Task prompt: All of the data must be output without alteration.

+++ Extracted records +++

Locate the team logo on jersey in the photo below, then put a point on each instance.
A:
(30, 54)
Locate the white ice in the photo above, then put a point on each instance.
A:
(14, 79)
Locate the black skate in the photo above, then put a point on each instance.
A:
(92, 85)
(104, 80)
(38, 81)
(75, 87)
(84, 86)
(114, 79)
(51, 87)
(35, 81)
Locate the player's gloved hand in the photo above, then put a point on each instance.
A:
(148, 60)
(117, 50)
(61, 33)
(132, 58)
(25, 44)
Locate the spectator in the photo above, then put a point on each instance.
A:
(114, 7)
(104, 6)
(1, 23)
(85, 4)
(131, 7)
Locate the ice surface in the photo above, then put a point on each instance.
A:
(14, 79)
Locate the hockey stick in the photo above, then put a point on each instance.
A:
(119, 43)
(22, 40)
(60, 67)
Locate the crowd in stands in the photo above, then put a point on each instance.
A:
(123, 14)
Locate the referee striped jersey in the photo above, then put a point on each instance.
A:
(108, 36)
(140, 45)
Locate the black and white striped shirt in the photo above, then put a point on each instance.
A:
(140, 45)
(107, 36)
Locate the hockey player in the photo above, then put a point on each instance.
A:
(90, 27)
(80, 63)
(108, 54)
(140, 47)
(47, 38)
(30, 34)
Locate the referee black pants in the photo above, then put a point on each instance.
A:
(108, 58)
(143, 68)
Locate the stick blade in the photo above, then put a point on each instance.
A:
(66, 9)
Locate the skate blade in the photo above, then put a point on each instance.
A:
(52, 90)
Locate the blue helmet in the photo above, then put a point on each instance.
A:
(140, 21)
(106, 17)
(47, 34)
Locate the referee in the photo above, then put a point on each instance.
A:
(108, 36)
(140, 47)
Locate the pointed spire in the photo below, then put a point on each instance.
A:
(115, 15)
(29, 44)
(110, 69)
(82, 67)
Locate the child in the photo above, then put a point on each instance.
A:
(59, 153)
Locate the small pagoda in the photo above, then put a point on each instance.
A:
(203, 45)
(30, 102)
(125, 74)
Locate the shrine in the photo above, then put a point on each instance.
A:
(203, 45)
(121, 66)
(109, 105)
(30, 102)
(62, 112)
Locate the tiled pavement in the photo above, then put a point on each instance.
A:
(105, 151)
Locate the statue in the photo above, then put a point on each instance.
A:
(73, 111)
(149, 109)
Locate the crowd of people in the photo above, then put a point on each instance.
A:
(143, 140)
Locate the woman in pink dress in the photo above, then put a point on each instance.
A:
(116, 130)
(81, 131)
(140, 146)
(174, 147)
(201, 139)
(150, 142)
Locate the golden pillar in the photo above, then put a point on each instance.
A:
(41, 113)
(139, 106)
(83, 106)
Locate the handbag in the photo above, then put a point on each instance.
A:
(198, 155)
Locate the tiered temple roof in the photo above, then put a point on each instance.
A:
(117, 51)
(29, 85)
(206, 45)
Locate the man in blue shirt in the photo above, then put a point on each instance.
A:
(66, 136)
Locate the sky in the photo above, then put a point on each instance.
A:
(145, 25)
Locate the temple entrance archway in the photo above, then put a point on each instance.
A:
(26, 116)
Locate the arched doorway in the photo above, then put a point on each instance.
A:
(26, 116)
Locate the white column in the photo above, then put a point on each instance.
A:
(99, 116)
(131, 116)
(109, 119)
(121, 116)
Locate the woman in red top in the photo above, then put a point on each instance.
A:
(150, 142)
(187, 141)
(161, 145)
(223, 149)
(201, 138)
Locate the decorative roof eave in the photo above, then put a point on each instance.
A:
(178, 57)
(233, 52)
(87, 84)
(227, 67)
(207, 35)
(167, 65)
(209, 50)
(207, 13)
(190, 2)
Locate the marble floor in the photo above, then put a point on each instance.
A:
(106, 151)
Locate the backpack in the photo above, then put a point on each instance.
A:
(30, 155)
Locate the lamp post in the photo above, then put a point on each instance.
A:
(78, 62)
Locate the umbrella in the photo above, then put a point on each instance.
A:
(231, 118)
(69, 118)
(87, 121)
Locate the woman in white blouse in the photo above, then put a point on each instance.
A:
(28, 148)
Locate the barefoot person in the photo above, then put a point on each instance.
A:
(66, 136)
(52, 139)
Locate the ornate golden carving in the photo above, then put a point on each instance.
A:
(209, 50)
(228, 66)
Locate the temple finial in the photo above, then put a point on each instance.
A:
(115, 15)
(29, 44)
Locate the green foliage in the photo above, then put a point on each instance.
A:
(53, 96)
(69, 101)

+++

Exercise result:
Locate the team logo on jersey in the photo below, then put a point on each instance.
A:
(30, 54)
Locate the white ice in the photo above, then put a point on each instance.
A:
(14, 79)
Locate the black skate in the photo above, then put a point on each instance.
A:
(92, 85)
(104, 80)
(38, 81)
(75, 87)
(84, 86)
(114, 79)
(51, 87)
(35, 81)
Locate the player's gloved hand in the photo above, then put a point on each instance.
A:
(148, 60)
(117, 50)
(61, 33)
(132, 58)
(25, 44)
Locate the spectator in the photo above, then put a point on each instance.
A:
(114, 7)
(104, 6)
(1, 23)
(85, 4)
(131, 7)
Locate the ice surface in the photo above, then put a point on each instance.
A:
(14, 79)
Locate the hockey stick in the photo above, then put a point on each instance.
A:
(119, 43)
(22, 40)
(60, 67)
Locate the crowd in stands in the photo above, then put a point on each instance.
A:
(123, 14)
Locate the referee striped jersey in the photo above, then put a point on each instance.
A:
(108, 36)
(140, 45)
Locate the black and white striped shirt in the photo above, then put a point on each instance.
A:
(140, 45)
(107, 36)
Locate the hockey player in the photo above, then put a point on each instance.
A:
(90, 27)
(80, 63)
(108, 54)
(140, 47)
(47, 38)
(30, 34)
Locate the referee black pants in the photo above, then put a point on each instance.
A:
(108, 58)
(143, 68)
Locate the stick blade in the photo above, then put a point on each instance.
A:
(66, 9)
Locate the skate blade in the photo above, then put a point on each instance.
A:
(52, 90)
Locate the blue helmet in the photo above, then put a point on each instance.
A:
(140, 21)
(106, 17)
(47, 34)
Locate the referee in the photo above, then put a point on each instance.
A:
(108, 36)
(140, 47)
Locate the pointed spire in the photo below, then put a point on each instance.
A:
(115, 15)
(29, 44)
(110, 69)
(82, 67)
Locate the child in the photo above, then put a point on each instance.
A:
(59, 153)
Locate the small pagoda in the photo above, then put a point on each instance.
A:
(203, 45)
(30, 102)
(125, 74)
Locate the shrine in the photo above, then put a point on each instance.
A:
(203, 45)
(121, 66)
(109, 105)
(30, 102)
(62, 112)
Locate the tiled pavement in the photo above, then put a point on each instance.
A:
(105, 151)
Locate the statue in the photo above, then put a point on each instance.
A:
(73, 111)
(149, 109)
Locate the crowd of people in the photo above, then put a point on each instance.
A:
(143, 140)
Locate the woman in pink dress in the photo above, then put a point on each instance.
A:
(116, 130)
(81, 131)
(140, 146)
(174, 147)
(201, 139)
(150, 142)
Locate the golden pillar in the photo above, then put a point on each instance.
A:
(41, 113)
(139, 106)
(83, 106)
Locate the handbag in the photo above, then put a point on each instance.
A:
(198, 155)
Locate the tiered temple roof in the photo above, then put a point on each instance.
A:
(117, 51)
(29, 85)
(206, 45)
Locate the man in blue shirt in the photo above, then put a point on each instance.
A:
(66, 136)
Locate the sky in the photo above, then put a point on each instance.
A:
(145, 25)
Locate the temple entrance archway in the photo above, then put a point on each instance.
A:
(26, 116)
Locate the arched doorway in the photo above, then put a point on each instance.
A:
(26, 116)
Locate the white column in the photo above, then put a point on each instance.
A:
(99, 116)
(131, 116)
(109, 119)
(121, 116)
Locate the woman in red top in the photo above, then put a point on each instance.
A:
(150, 142)
(187, 141)
(161, 145)
(223, 149)
(201, 138)
Locate the decorative roof eave in the photo above, then put a point on each instance.
A:
(178, 57)
(233, 52)
(87, 84)
(227, 67)
(207, 35)
(167, 65)
(209, 50)
(207, 13)
(190, 2)
Locate the marble floor in the photo above, then put a point on each instance.
A:
(106, 151)
Locate the backpack in the photo above, then put a point on each instance.
A:
(30, 155)
Locate the lamp post in the photo above, then put a point on each instance.
A:
(78, 62)
Locate the umbrella in the photo above, then put a point on each instance.
A:
(231, 118)
(69, 118)
(87, 121)
Locate the woman in white blouse in the photo above, then put a point on each instance.
A:
(28, 148)
Locate the barefoot person in the photo above, then put a point on each instance.
A:
(66, 136)
(52, 139)
Locate the ornate golden carving in the photo above, then put a point on each instance.
A:
(209, 50)
(228, 66)
Locate the temple finial in the photo above, then put a point on each instance.
A:
(115, 15)
(29, 44)
Locate the green foliage in the photo above, then put a point on each instance.
A:
(53, 96)
(69, 101)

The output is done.